(WHAT THE TASK ASKS)
Answer these questions from the Kyoto Protocol passage below:
1. Which UNFCCC meeting gave the world the Kyoto Protocol?
2. How many Developed Countries made up Annex 1?
3. What was the only obligation of the 154 other countries?

(PASSAGE SHOWN)
###
However, I prefer to think of it more as logic.
Can you gain some inkling how all of this is aimed squarely at the already Developed World.
This whole ‘Pricing Carbon’ – ETS debate harkens back to COP3 of the UNFCCC and their meeting in Kyoto, which gave us the Kyoto protocol as shown at these 2 links.
UNFCCC: http://en.wikipedia.org/wiki/United_Nations_Framework_Convention_on_Climate_Change
Kyoto Protocol: http://en.wikipedia.org/wiki/Kyoto_Protocol
When I started out, I wanted to concentrate on what adherence to Kyoto meant for the electricity generation sector.
The initial design of the Kyoto Protocol is what the whole problem has become NOW.
In it, they broke the World up into 2 Annexes, Developed and Developing, and in effect, the Haves and the Have Nots.
Annex 1 was 41 Developed Countries, and Annex 2 culled from Annex 1, 23 Countries, and their obligation was to introduce that pricing mechanism for all emissions, CO2 just one among them, and the major target. Those 23 Countries also had to pay ALL the costs, not only in their own Country, but collectively for all the other Countries, all 154 of them, and those 154 Countries, well, their only obligation was to report their emissions. Full stop. Just Report.
###
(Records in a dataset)
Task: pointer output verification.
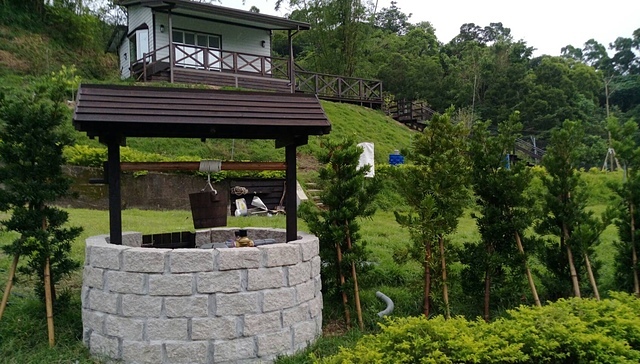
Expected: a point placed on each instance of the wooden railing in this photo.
(326, 86)
(209, 59)
(529, 150)
(412, 113)
(339, 87)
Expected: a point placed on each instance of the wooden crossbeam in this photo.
(194, 166)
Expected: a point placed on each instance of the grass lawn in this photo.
(23, 333)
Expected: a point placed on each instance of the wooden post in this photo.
(115, 203)
(49, 302)
(292, 74)
(7, 290)
(172, 56)
(345, 300)
(532, 284)
(291, 193)
(354, 275)
(445, 289)
(592, 279)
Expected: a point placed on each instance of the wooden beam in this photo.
(294, 141)
(291, 203)
(194, 166)
(115, 202)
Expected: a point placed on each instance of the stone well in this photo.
(229, 305)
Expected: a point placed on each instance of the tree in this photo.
(437, 182)
(393, 20)
(346, 196)
(31, 142)
(624, 141)
(337, 35)
(564, 207)
(504, 215)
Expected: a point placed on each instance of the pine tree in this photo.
(565, 214)
(624, 143)
(499, 263)
(436, 192)
(346, 197)
(31, 143)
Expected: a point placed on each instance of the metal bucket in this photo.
(209, 209)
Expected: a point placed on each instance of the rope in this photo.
(209, 166)
(209, 184)
(239, 190)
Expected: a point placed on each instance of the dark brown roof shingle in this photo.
(140, 111)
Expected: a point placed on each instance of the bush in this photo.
(568, 331)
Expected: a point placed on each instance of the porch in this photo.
(178, 63)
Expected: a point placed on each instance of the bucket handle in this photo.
(209, 185)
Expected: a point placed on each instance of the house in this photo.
(184, 41)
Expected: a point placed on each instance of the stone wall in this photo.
(234, 305)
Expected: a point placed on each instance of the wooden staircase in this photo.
(528, 150)
(314, 193)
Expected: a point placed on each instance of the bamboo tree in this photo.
(437, 194)
(346, 197)
(505, 210)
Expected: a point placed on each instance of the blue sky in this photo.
(547, 25)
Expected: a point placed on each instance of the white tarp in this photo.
(367, 157)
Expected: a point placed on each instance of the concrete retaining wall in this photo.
(234, 305)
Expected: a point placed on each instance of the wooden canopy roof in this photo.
(114, 113)
(136, 111)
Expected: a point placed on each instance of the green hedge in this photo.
(567, 331)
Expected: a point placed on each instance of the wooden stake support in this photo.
(49, 302)
(7, 290)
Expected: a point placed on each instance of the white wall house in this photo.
(202, 37)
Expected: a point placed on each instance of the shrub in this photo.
(568, 331)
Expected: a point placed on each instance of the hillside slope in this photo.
(359, 123)
(33, 45)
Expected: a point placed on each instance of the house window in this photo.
(197, 50)
(196, 39)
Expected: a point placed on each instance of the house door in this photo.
(142, 43)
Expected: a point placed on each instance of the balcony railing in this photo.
(326, 86)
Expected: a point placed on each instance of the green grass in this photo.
(23, 329)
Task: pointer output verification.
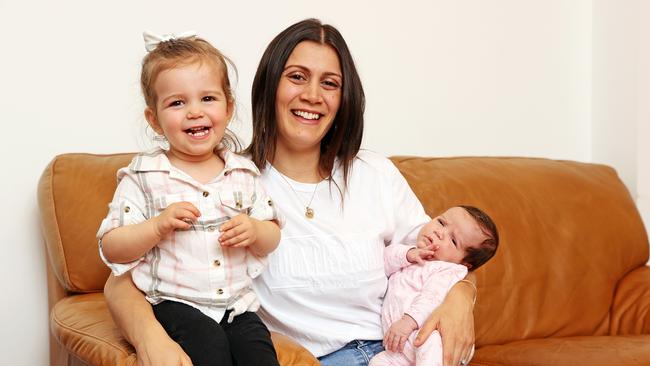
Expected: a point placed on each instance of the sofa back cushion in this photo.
(73, 196)
(568, 232)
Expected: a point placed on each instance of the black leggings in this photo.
(244, 342)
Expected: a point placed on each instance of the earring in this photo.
(161, 141)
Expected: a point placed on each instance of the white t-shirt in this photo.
(325, 282)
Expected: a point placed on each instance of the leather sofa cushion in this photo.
(84, 326)
(570, 351)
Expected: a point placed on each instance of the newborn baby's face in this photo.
(451, 233)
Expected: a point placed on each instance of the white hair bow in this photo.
(152, 40)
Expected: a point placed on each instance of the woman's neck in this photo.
(301, 166)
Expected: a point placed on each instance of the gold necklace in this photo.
(309, 212)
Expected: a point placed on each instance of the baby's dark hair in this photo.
(477, 257)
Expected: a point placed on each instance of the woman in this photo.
(325, 282)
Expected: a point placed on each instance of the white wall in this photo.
(500, 77)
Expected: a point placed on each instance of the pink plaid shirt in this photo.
(190, 266)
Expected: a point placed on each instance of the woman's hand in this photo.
(398, 333)
(454, 319)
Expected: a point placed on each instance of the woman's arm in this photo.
(134, 316)
(454, 319)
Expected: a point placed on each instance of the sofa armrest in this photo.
(630, 312)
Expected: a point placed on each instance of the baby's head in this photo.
(463, 235)
(182, 70)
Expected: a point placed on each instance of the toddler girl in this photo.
(461, 239)
(193, 224)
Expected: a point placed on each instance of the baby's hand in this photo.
(240, 231)
(419, 255)
(398, 333)
(179, 215)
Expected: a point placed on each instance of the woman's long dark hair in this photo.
(343, 139)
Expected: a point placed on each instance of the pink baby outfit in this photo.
(415, 290)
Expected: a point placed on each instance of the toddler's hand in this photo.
(179, 215)
(398, 333)
(419, 255)
(240, 231)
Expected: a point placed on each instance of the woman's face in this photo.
(308, 96)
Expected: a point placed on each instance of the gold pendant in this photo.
(309, 213)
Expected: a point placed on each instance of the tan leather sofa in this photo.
(568, 286)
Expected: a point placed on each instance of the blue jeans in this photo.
(355, 353)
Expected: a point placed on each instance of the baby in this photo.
(462, 238)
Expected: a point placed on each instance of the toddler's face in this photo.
(192, 110)
(452, 232)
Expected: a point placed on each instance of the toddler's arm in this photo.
###
(FINAL RESULT)
1. COP3, held in Kyoto.
2. 41.
3. To report their emissions.